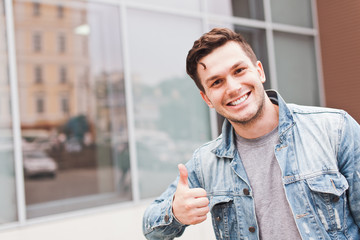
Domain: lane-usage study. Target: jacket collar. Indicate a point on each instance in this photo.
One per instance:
(227, 147)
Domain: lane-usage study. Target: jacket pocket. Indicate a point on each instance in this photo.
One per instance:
(223, 216)
(329, 198)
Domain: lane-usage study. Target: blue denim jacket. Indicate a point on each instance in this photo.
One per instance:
(319, 155)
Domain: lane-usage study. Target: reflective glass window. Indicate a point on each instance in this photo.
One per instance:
(293, 12)
(177, 4)
(253, 9)
(296, 68)
(74, 124)
(171, 119)
(8, 210)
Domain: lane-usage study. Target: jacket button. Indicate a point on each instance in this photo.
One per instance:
(246, 191)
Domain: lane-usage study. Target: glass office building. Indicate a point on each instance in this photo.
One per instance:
(96, 108)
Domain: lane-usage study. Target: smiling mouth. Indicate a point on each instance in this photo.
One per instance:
(240, 100)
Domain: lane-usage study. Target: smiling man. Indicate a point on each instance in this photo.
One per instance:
(277, 171)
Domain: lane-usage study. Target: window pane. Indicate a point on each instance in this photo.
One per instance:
(171, 119)
(253, 9)
(293, 12)
(177, 4)
(74, 128)
(296, 68)
(8, 212)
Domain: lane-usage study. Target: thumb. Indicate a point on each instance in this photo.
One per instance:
(183, 175)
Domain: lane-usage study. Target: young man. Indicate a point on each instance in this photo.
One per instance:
(277, 171)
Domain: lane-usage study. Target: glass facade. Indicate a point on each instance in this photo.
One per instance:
(8, 208)
(105, 108)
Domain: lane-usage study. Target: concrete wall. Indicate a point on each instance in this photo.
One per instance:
(122, 223)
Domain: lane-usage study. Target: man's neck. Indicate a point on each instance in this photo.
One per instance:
(264, 124)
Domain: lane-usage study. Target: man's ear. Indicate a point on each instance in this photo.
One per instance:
(206, 99)
(260, 70)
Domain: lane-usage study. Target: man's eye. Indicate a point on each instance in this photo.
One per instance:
(237, 71)
(216, 82)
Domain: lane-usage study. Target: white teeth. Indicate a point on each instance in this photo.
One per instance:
(237, 102)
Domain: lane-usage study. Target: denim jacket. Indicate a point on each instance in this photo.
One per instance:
(319, 156)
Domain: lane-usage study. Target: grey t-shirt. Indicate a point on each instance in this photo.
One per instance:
(274, 217)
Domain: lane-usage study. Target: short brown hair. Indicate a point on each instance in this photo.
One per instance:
(202, 47)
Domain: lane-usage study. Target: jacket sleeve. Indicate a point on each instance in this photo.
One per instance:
(158, 220)
(349, 162)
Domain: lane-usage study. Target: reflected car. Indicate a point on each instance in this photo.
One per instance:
(39, 163)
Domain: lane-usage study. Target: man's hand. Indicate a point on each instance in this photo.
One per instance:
(190, 206)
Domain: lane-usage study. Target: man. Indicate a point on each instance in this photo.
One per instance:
(277, 171)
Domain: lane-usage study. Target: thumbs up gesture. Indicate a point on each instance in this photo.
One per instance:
(190, 205)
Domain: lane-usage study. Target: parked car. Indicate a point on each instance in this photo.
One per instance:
(39, 163)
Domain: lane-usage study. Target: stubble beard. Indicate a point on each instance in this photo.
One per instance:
(250, 121)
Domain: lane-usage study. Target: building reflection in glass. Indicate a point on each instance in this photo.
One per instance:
(72, 103)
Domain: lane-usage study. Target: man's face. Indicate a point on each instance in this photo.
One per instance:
(232, 84)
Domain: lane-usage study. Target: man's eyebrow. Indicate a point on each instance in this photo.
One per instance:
(236, 65)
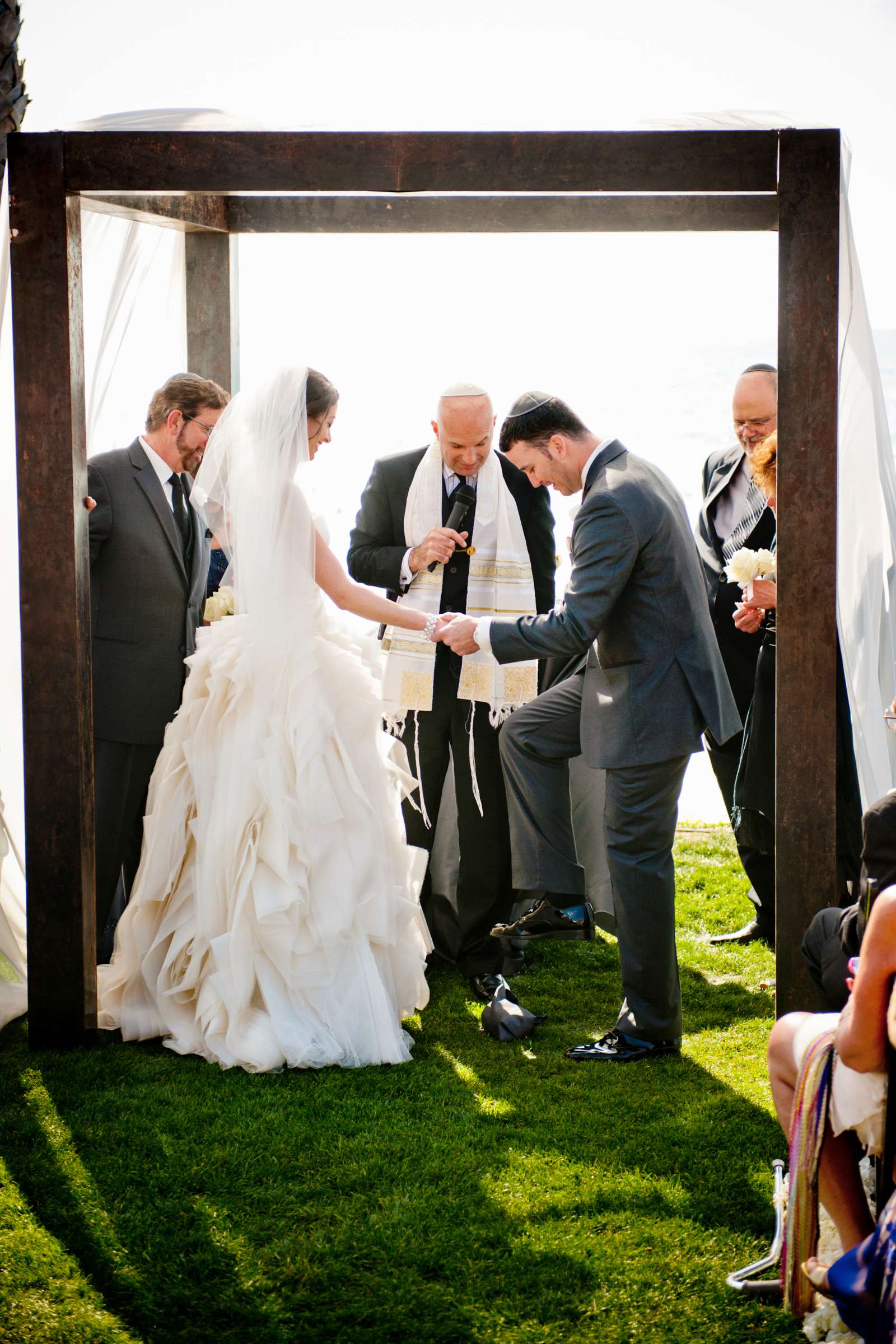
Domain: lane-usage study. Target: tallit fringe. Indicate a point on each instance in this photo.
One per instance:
(503, 713)
(395, 724)
(473, 780)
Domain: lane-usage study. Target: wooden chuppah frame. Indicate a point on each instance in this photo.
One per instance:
(216, 186)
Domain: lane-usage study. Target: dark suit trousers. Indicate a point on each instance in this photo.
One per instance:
(484, 893)
(759, 867)
(122, 780)
(640, 818)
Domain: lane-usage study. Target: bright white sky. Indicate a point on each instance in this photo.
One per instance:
(491, 64)
(642, 334)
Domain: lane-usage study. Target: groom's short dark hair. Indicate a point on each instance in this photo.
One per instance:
(538, 425)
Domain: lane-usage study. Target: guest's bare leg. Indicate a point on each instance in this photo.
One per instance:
(840, 1187)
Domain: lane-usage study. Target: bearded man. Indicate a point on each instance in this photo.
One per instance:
(444, 706)
(148, 566)
(735, 514)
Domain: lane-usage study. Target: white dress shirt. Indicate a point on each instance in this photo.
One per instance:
(162, 469)
(452, 482)
(484, 624)
(732, 503)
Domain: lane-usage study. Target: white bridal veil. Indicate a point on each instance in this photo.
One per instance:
(135, 337)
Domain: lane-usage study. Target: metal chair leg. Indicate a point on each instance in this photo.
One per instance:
(740, 1278)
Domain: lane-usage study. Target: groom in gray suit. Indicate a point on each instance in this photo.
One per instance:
(652, 683)
(148, 566)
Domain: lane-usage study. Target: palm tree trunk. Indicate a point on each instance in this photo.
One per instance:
(14, 99)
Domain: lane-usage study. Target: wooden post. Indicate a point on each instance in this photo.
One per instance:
(213, 308)
(55, 593)
(806, 655)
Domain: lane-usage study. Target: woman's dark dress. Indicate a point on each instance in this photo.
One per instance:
(753, 815)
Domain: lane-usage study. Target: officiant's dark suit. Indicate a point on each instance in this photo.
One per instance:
(749, 522)
(147, 584)
(652, 683)
(376, 550)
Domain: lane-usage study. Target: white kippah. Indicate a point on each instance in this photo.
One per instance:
(465, 390)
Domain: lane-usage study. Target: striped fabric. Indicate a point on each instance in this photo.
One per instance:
(755, 507)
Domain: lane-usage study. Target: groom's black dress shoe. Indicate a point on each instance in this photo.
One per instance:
(486, 987)
(620, 1049)
(750, 933)
(558, 918)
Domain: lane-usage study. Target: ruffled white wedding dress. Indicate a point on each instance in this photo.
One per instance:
(282, 928)
(276, 918)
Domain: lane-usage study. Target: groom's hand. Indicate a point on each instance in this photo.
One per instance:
(438, 546)
(459, 635)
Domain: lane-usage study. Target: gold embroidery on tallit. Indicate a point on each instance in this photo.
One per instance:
(417, 690)
(476, 682)
(520, 684)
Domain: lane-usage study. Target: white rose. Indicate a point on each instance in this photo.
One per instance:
(226, 599)
(767, 562)
(743, 566)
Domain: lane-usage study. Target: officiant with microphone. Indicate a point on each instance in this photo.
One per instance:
(457, 528)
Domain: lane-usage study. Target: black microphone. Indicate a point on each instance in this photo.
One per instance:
(464, 498)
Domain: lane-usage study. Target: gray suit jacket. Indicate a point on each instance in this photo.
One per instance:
(655, 679)
(144, 605)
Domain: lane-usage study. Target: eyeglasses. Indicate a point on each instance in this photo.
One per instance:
(754, 424)
(202, 425)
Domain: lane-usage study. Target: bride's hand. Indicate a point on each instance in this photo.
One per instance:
(441, 626)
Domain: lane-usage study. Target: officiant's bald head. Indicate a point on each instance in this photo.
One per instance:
(464, 428)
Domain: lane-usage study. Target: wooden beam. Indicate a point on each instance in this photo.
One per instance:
(806, 655)
(213, 308)
(393, 214)
(539, 162)
(187, 213)
(52, 458)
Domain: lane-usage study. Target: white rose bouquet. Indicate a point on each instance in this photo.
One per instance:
(745, 566)
(220, 604)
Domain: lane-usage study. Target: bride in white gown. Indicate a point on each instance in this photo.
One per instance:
(274, 920)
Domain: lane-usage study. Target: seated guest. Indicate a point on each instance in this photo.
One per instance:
(834, 935)
(859, 1080)
(753, 815)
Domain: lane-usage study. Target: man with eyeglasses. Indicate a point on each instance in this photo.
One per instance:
(148, 565)
(735, 514)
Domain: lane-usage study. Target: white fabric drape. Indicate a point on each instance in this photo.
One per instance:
(866, 495)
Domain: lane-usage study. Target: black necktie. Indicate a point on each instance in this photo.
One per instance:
(182, 518)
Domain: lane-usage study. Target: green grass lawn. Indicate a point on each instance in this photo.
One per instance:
(486, 1193)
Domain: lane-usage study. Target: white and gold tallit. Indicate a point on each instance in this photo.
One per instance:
(500, 584)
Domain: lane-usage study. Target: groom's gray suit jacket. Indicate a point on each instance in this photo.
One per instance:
(637, 600)
(144, 605)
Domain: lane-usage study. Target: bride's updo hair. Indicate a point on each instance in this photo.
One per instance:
(763, 465)
(320, 394)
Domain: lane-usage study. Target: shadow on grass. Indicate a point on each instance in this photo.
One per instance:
(461, 1198)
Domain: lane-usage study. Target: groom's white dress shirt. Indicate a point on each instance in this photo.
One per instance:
(452, 482)
(484, 624)
(162, 469)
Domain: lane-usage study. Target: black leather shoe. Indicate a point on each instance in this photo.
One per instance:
(486, 987)
(750, 933)
(546, 920)
(620, 1049)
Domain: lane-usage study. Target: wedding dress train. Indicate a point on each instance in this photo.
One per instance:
(274, 918)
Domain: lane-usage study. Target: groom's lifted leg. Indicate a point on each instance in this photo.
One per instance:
(538, 744)
(641, 811)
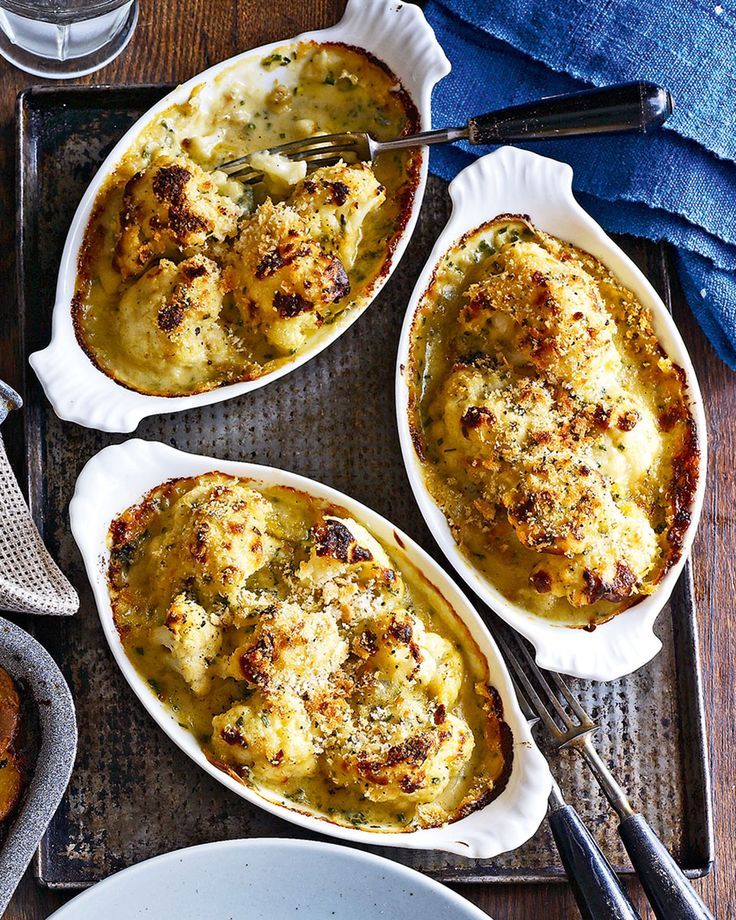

☆ ☆ ☆ ☆

Task prompt - Find every line above that contains the word "eyeglasses" and copy each one in full.

Exercise response -
Domain: lane-usage study. Target: eyeglasses. Indicate a point on each instance in this photo.
Domain: lane-usage study. Target: man with eyeglasses. Indicate a point on each instance in this photo.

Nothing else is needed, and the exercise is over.